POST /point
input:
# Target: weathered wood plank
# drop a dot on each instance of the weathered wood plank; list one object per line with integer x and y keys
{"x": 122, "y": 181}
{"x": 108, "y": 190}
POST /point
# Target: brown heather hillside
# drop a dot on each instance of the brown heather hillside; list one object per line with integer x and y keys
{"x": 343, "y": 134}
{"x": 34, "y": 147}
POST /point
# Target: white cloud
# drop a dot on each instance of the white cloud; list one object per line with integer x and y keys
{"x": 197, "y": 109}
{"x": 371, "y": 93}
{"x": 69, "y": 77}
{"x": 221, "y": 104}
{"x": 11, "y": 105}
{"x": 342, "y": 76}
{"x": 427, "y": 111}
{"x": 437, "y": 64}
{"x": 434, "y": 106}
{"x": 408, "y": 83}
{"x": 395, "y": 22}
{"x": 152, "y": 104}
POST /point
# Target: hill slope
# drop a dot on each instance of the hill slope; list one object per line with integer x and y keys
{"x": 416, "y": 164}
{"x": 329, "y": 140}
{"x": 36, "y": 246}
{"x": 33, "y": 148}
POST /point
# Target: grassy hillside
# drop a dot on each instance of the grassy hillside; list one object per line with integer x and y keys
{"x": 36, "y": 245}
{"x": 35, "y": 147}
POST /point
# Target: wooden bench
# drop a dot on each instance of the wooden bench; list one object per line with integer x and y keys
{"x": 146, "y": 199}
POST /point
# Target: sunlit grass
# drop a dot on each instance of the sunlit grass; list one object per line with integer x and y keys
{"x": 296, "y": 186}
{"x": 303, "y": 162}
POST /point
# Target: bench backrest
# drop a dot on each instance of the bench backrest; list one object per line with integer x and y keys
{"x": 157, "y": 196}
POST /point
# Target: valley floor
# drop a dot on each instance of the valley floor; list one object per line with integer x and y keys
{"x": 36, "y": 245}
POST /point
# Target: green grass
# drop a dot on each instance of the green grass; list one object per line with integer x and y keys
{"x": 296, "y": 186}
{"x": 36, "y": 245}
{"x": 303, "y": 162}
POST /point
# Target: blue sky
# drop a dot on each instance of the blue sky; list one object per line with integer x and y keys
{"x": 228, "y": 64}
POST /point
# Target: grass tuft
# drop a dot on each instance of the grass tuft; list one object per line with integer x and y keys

■ ■ ■ ■ ■

▶ Exercise objective
Which lines of the records above contain the word "brown"? Report each such line in full.

▶ Written solution
# Target: brown heather hillside
# drop a dot on each instance of the brown heather hillside; list one object per line with integer x and y keys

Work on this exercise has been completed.